# Exercise task a:
In the passage on Texas's economic growth, which cities does it say increased employment by more than 30 percent between 2000 and 2016?

# Document excerpt:
┌────────
Democrats moving to Texas seek to ruin the state and kill the engines of the economy that brought them here

Joel Kotkin:
...
Over the past two decades, Texas has enjoyed one of the greatest economic expansions in recent American history. In contrast to notions of a wide-open Texas defined by oil rigs and cattle, this expansion has been a profoundly urban one. Approximately 80% of all population growth since 2000 has been in the four large metropolitan areas: People may wear cowboy boots, drive pickups and attend the big Rodeo in Houston, but, they are, first and foremost, part of a great urban experiment.

Economic growth has driven this process. Since 1969, Texas has considerably out-performed California in terms of percentage job growth, as well as real personal income growth. Between 2000 and 2016, according to the Bureau of Labor Statistics, or BLS, Austin expanded its employment by over 50 percent, while Houston, Dallas and San Antonio grew above 30 percent, more than twice the growth of New York and three time that of San Francisco and Los Angeles.
└────────
# Coordinate annotation records:
┌────────
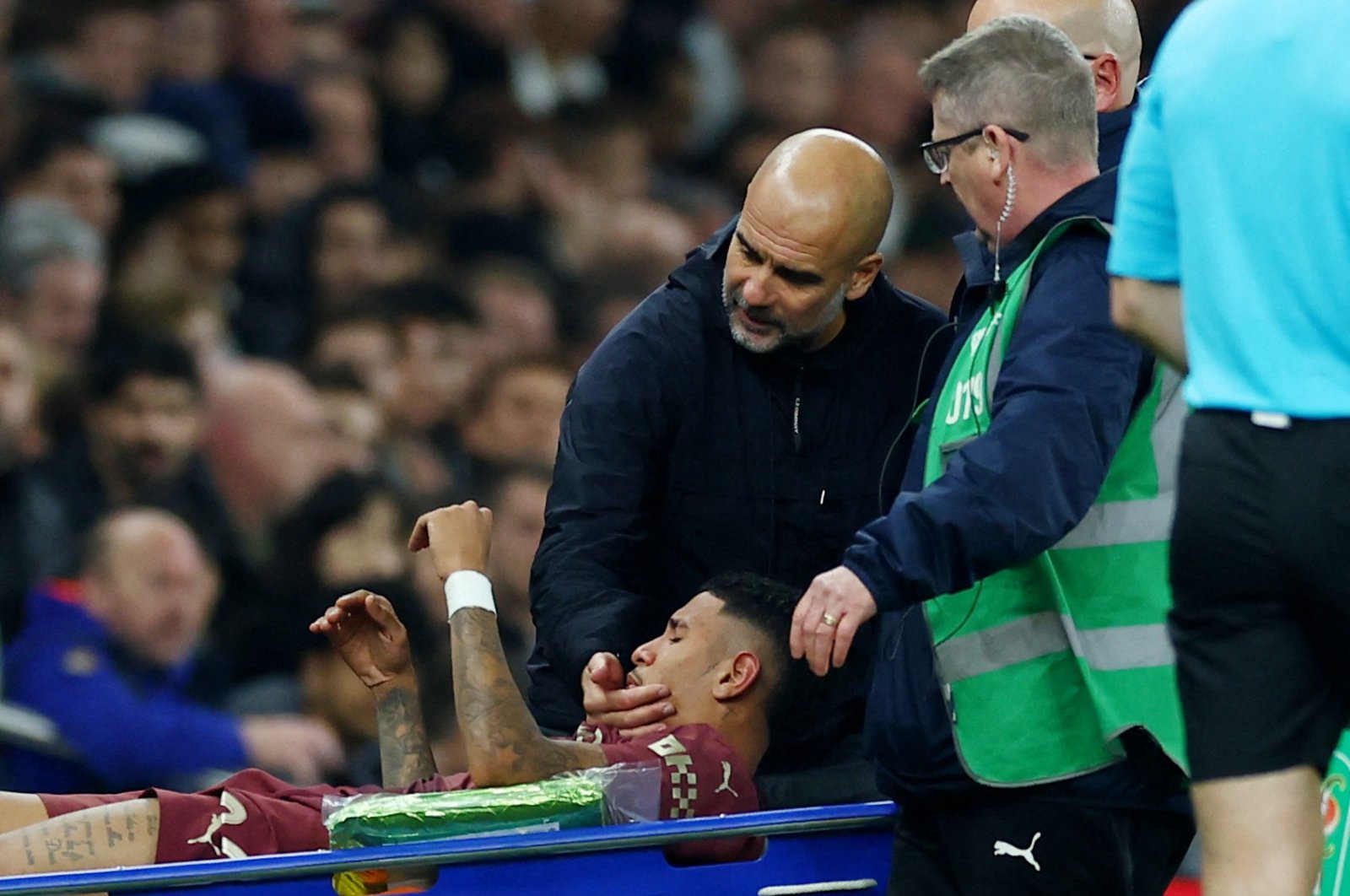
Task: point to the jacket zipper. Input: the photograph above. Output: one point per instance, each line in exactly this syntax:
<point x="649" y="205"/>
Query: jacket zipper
<point x="796" y="412"/>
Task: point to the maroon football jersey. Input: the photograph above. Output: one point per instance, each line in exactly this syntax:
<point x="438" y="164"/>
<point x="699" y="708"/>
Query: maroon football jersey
<point x="256" y="814"/>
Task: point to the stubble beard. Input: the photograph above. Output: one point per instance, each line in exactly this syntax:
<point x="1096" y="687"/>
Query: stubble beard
<point x="787" y="339"/>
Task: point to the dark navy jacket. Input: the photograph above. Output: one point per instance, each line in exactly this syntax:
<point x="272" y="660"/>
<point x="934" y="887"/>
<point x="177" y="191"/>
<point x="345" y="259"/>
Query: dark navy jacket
<point x="683" y="455"/>
<point x="132" y="726"/>
<point x="1066" y="391"/>
<point x="1113" y="128"/>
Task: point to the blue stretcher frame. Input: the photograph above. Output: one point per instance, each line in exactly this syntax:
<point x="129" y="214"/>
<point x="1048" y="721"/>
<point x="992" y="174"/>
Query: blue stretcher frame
<point x="809" y="850"/>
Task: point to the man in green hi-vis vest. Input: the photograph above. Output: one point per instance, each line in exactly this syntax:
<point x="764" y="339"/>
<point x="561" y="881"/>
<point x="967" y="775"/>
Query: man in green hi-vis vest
<point x="1023" y="704"/>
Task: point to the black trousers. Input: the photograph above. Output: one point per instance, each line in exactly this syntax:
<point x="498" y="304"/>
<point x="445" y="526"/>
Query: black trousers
<point x="1025" y="845"/>
<point x="1261" y="589"/>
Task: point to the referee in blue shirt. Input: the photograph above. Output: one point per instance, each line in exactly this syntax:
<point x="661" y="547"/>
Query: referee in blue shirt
<point x="1235" y="193"/>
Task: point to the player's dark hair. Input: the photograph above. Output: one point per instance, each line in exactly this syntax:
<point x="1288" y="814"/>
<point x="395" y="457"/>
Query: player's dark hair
<point x="769" y="606"/>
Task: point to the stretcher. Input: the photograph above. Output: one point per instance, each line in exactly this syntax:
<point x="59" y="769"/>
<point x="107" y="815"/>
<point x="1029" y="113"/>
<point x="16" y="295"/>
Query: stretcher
<point x="834" y="849"/>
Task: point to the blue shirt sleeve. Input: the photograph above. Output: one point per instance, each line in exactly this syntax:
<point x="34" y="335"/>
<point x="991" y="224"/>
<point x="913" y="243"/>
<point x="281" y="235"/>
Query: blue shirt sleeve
<point x="126" y="738"/>
<point x="1060" y="409"/>
<point x="1145" y="243"/>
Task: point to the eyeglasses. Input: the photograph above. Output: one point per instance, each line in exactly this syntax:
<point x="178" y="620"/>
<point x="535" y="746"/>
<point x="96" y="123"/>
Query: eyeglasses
<point x="937" y="154"/>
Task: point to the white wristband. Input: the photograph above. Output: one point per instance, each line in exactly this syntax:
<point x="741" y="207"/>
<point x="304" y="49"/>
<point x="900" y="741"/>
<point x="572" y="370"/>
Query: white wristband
<point x="469" y="589"/>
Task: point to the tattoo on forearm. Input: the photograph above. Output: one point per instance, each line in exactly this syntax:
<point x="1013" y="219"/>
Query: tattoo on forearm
<point x="99" y="837"/>
<point x="58" y="844"/>
<point x="490" y="710"/>
<point x="404" y="748"/>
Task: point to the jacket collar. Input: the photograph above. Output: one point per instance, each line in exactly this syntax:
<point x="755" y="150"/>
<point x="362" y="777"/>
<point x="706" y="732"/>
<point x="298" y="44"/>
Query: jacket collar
<point x="1097" y="197"/>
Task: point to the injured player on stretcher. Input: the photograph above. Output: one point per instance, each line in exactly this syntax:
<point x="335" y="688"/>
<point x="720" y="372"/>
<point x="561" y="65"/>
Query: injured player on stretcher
<point x="724" y="659"/>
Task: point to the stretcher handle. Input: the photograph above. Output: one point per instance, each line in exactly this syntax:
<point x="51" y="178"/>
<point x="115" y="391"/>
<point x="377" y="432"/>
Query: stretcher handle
└────────
# Exercise task b:
Identify every line of the listing that contains the string "hair", matching case exactly.

# Expected output a:
Austin, Houston, Dallas, San Antonio

# Expected output b:
Task: point to the player's dark hair. Input: the photograph above. Output: one point per instance, each line in exactly this syntax:
Query: player's dark hair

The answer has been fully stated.